— EXERCISE —
All entries must come back exactly as given, with no pictures in the copy.

[EXERCISE DATA Boundary: Start]

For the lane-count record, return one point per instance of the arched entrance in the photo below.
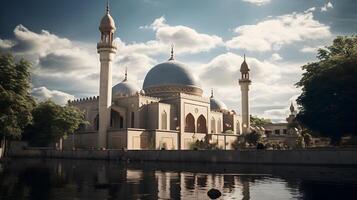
(213, 125)
(116, 121)
(190, 123)
(238, 128)
(96, 123)
(164, 121)
(219, 126)
(201, 124)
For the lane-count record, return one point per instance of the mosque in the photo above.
(168, 112)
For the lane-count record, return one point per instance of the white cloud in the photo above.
(185, 40)
(258, 2)
(310, 49)
(272, 34)
(42, 94)
(326, 7)
(69, 66)
(276, 57)
(272, 83)
(312, 9)
(5, 44)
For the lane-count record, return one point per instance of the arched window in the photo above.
(164, 121)
(238, 128)
(132, 120)
(213, 125)
(116, 121)
(96, 123)
(190, 123)
(201, 124)
(219, 126)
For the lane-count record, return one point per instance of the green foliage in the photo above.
(329, 91)
(253, 137)
(16, 102)
(51, 122)
(239, 143)
(256, 121)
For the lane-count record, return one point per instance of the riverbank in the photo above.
(249, 156)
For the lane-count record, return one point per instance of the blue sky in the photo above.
(210, 36)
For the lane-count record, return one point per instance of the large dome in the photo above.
(124, 88)
(171, 75)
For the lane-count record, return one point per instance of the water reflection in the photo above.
(76, 179)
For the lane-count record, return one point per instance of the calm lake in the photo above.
(37, 179)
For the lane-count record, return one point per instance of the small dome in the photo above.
(217, 105)
(107, 23)
(169, 73)
(244, 67)
(125, 88)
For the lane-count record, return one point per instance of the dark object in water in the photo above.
(214, 193)
(101, 185)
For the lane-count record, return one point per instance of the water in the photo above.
(37, 179)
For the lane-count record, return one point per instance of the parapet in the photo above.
(83, 100)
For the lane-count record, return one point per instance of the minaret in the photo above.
(106, 50)
(244, 83)
(291, 117)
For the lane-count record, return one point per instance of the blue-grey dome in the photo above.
(125, 88)
(217, 105)
(169, 73)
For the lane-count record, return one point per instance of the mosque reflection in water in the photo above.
(67, 179)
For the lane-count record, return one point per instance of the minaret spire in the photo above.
(106, 50)
(107, 7)
(126, 74)
(244, 83)
(172, 52)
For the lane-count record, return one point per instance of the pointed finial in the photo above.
(107, 6)
(126, 74)
(172, 52)
(292, 108)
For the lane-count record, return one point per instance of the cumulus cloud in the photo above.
(223, 70)
(185, 39)
(42, 94)
(276, 57)
(272, 34)
(258, 2)
(310, 49)
(272, 83)
(328, 6)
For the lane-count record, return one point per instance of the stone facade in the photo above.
(168, 113)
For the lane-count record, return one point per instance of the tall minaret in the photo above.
(107, 51)
(244, 83)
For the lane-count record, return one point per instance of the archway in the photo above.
(213, 125)
(219, 126)
(96, 123)
(116, 121)
(190, 123)
(164, 121)
(238, 127)
(201, 124)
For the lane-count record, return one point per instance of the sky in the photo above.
(210, 36)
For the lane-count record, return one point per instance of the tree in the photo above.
(51, 122)
(329, 91)
(16, 102)
(256, 121)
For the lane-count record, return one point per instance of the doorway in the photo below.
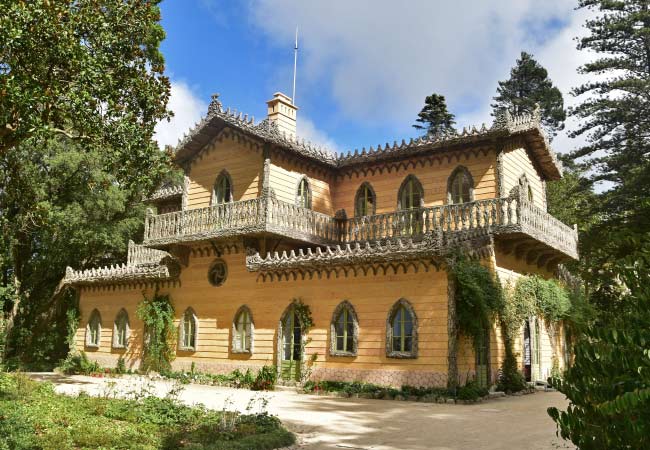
(291, 346)
(482, 374)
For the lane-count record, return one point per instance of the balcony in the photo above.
(515, 222)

[EXERCISE DATA Boundary: End]

— WRITTEN SOLUTION —
For the lane-count record, return one point per instance of the arched entrance in the photo below.
(213, 125)
(116, 121)
(190, 123)
(238, 128)
(96, 123)
(164, 121)
(219, 126)
(201, 124)
For the lane-count record, return one point per instance of the mosque in the photo above.
(168, 112)
For the lane-count record, return one point per instance of the white cloud in the photo above.
(185, 40)
(258, 2)
(310, 49)
(272, 34)
(42, 94)
(326, 7)
(69, 66)
(276, 57)
(272, 83)
(312, 9)
(5, 44)
For the lane-count record, return one point per instance of the arched window in the photo above.
(164, 121)
(238, 128)
(132, 120)
(213, 125)
(116, 121)
(96, 123)
(190, 123)
(201, 124)
(219, 126)
For the lane-count record, return one point per instance of the green foliage in the photo above.
(329, 91)
(253, 137)
(16, 102)
(51, 122)
(239, 143)
(256, 121)
For the lane-count record, return one point per instance of the riverbank in the photo above.
(249, 156)
For the lane-count record, return one point per instance of the blue sky in the photo above.
(210, 36)
For the lane-count record, return one point per instance of the large dome in the photo above.
(124, 88)
(171, 75)
For the lane-count record, return one point per instance of the water reflection in the photo above.
(76, 179)
For the lane-count record, return one point per instance of the calm lake in the photo above.
(37, 179)
For the lane-count record, return one point per instance of the small dome in the photo above.
(217, 105)
(107, 23)
(169, 73)
(244, 67)
(125, 88)
For the lane-count record, return one point per instance of the dark object in water in the photo above.
(214, 193)
(101, 185)
For the lane-count record, return one point per instance of the water in the photo above.
(37, 179)
For the lane-count record, return one point per instance of the parapet in the photo above.
(83, 100)
For the lane-count record, return one point per instance of the minaret in the photo above.
(106, 50)
(244, 83)
(291, 117)
For the lane-count record, return one point per instance of the blue-grey dome in the photo above.
(125, 88)
(217, 105)
(169, 73)
For the lane-count record, return one point per instance of the mosque reflection in water in the photo above.
(67, 179)
For the lane-count record, return one point per instance of the minaret spire in the photo above.
(106, 50)
(107, 7)
(126, 74)
(244, 83)
(172, 52)
For the lane-count record, return one point per instance of the pointed finial in the photo above.
(107, 6)
(126, 74)
(172, 52)
(292, 108)
For the lane-count record, return one point per instance of the cumulus cloud in the photo above.
(223, 70)
(185, 39)
(42, 94)
(276, 57)
(272, 34)
(258, 2)
(310, 49)
(272, 83)
(328, 6)
For the lane-count record, return one point per instance of the stone facade in the photo above.
(168, 113)
For the lane-count record, return one point per instance of the tall minaret in the photo above.
(107, 51)
(244, 83)
For the lane-count record, return one point per instance of the archway in the photo above.
(213, 125)
(219, 126)
(96, 123)
(116, 121)
(190, 123)
(164, 121)
(238, 127)
(201, 124)
For the lane-count record, return one point per instance of the sky in the photo above.
(210, 36)
For the lane-count record, return one point per instance of the tree in the photo above.
(51, 122)
(329, 91)
(16, 102)
(256, 121)
For the lane-count record, return one point per instance of the doorway in the photo below.
(291, 346)
(482, 374)
For the lane-count record, return one point per instance of the balcony in the photo above.
(515, 222)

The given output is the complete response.